Task description
Your task is to copy every line of this material exactly.

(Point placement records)
-- BEGIN --

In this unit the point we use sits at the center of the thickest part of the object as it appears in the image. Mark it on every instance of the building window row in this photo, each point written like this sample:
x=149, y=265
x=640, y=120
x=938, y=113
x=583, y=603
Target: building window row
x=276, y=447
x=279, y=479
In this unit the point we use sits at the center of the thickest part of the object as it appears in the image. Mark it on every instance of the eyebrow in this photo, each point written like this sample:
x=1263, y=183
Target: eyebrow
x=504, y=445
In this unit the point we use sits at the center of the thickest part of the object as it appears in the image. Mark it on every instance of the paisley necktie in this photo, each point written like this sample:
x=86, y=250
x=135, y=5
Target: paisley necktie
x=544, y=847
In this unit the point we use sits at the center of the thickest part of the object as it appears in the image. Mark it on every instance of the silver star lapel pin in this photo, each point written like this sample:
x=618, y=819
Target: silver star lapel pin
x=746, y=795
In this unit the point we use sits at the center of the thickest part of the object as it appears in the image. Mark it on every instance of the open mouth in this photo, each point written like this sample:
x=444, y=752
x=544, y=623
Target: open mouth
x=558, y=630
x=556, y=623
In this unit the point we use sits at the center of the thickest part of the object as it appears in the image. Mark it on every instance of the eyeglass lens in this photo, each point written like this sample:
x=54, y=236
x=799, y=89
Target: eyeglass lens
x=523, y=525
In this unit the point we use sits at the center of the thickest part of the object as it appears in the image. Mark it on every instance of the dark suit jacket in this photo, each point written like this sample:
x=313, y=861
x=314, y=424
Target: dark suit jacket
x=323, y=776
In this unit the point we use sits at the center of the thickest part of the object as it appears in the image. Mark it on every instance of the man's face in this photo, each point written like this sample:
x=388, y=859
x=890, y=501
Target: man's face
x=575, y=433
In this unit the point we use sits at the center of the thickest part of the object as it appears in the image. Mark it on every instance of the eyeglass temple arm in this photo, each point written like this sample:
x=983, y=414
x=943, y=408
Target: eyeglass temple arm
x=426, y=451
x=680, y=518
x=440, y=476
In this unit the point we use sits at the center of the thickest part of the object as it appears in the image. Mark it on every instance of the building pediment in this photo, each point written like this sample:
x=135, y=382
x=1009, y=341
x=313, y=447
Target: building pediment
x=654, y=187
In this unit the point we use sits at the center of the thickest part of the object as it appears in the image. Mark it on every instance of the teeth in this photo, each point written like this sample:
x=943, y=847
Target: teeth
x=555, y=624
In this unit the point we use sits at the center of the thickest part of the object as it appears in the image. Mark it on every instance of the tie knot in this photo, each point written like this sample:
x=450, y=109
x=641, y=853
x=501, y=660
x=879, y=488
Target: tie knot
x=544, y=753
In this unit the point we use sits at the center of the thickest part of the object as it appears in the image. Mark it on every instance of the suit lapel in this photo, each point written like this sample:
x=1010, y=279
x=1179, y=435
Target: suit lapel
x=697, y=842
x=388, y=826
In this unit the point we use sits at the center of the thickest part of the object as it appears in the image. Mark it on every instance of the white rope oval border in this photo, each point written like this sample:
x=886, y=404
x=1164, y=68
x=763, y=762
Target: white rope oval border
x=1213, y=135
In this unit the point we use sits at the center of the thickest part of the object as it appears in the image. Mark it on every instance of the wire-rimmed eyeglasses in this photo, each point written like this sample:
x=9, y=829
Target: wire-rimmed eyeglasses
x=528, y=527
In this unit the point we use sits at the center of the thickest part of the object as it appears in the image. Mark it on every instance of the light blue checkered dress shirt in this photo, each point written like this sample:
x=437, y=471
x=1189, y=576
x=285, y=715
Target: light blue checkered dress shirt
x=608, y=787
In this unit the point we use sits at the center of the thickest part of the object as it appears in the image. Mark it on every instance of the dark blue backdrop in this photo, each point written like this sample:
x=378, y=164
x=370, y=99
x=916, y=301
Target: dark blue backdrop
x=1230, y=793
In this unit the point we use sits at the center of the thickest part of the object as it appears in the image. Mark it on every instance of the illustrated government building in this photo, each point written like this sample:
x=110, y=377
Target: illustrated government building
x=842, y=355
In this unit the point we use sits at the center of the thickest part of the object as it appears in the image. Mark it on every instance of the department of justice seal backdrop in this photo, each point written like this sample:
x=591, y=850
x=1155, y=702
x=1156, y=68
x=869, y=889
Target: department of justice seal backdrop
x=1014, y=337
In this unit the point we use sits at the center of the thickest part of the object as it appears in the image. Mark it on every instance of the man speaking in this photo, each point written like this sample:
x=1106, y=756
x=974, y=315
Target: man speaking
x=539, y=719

-- END --

Full response
In this unit the point we use sits at the center of the thickest part of the object as it appears in the image. Mark it on every instance of the building window row in this photo, each point written like this sample:
x=149, y=265
x=640, y=120
x=938, y=113
x=583, y=603
Target: building window row
x=276, y=447
x=279, y=479
In this unit the point we use sits at the center of the thickest part of the object as it appears in the image. Mark it on every instance of the eyebrow in this photo, each point written like this sample:
x=1263, y=183
Target: eyebrow
x=504, y=445
In this unit the point we use sits at the center of the thickest part of the object as it appears in the image. Mark it on every instance of the paisley necktie in this photo, each point written like this sample:
x=86, y=250
x=135, y=5
Target: paisley necktie
x=544, y=847
In this unit the point we use sits at the center of the thickest part of the object as it appears in the image. Mark it on every instance of the silver star lapel pin in this photo, each point written like this sample:
x=618, y=819
Target: silver star lapel pin
x=746, y=795
In this unit the point we use sits at the center of the thickest part of the object as it appears in the image. Mark it on every instance of the open mouth in this photo, each point written like this sample:
x=444, y=752
x=544, y=623
Target: open mouth
x=558, y=630
x=556, y=623
In this unit the point we use sits at the center of the thickest part of the object as it appears in the image. Mark it on every instance of the eyeglass lens in this photo, each point written like this sample:
x=54, y=236
x=799, y=89
Target: eyeglass lens
x=523, y=525
In this unit the point we use sits at the center of the thickest part of the object as it appears in the image. Mark it on every instance of the dark suit jacket in this photo, each point written like this sample:
x=313, y=861
x=314, y=424
Target: dark suit jacket
x=323, y=776
In this unit the point we use sits at the center of the thickest part of the object as it appears in the image. Mark it on every instance of the man's face in this photo, each point written like this sample:
x=388, y=859
x=890, y=501
Target: man's face
x=575, y=433
In this unit the point we use sits at the center of the thickest part of the object as it appears in the image. Mark it on every instance of the eyeglass temple arm in this photo, each point written like this sample:
x=983, y=414
x=943, y=408
Target: eyeglass temple arm
x=426, y=451
x=680, y=518
x=440, y=476
In this unit the point we use sits at the center of the thickest part of the object as it appears in the image. Mark it on every instance of the building pediment in this photo, each point written like this sample:
x=135, y=382
x=1009, y=341
x=313, y=447
Target: building pediment
x=654, y=187
In this unit the point we use sits at the center of the thickest part of the object as it appears in the image. Mark it on every instance of the teeth in this photo, each point written like this sample:
x=943, y=847
Target: teeth
x=555, y=624
In this unit the point we use sits at the center of the thickest part of the object as it appears in the image. Mark it on every instance of the tie knot in this photo, each point written like this sample:
x=450, y=109
x=641, y=853
x=501, y=660
x=879, y=488
Target: tie knot
x=544, y=753
In this unit the point we use sits at the center of the thickest part of the object as it appears in the image. Mark it on every instance of the suit lapel in this photo, each point written like this sample:
x=1010, y=279
x=1179, y=435
Target: suit lapel
x=697, y=842
x=388, y=826
In this unit the point we use sits at the center of the thickest part of the object as it appears in the image. Mark it on every instance of the white rope oval border in this photo, each point written like this sample:
x=886, y=404
x=1164, y=68
x=763, y=762
Target: white rope oval border
x=1213, y=135
In this unit the point we use sits at the center of the thickest part of the object as it appears in the image. Mark it on every instance of the wire-rimmed eyeglasses in this photo, each point written like this sample:
x=9, y=829
Target: wire-rimmed eyeglasses
x=528, y=527
In this unit the point we use sits at the center of the thickest part of the object as it appears in the image. Mark it on every instance of the light blue checkered dress shirt in this photo, each point written like this sample:
x=437, y=471
x=1189, y=576
x=285, y=715
Target: light blue checkered dress shirt
x=608, y=787
In this unit the point we use sits at the center of the thickest part of the object as it appears in the image. Mark it on every instance of the dark blue backdrop in this photo, each point written like this sample:
x=378, y=164
x=370, y=99
x=916, y=301
Target: dark blue backdrop
x=1230, y=793
In this unit the point we use sits at the center of the thickest part of the object as it appears in the image. Mark it on every instance of the illustrated government building in this photo, each point written like this sample:
x=110, y=377
Target: illustrated government building
x=842, y=355
In this unit the point we use sits at the center of the thickest part of the object as it appears in the image. Mark it on every instance of the department of justice seal backdrop in this photo, each point written like this sample:
x=591, y=850
x=1155, y=702
x=1156, y=68
x=869, y=889
Target: department of justice seal backdrop
x=1014, y=337
In this unit the point we use sits at the center of the thickest part of the object as it appears in the image. Mark it on every instance of the man speaking in this photo, each point written like this sample:
x=1106, y=756
x=974, y=315
Target: man speaking
x=539, y=719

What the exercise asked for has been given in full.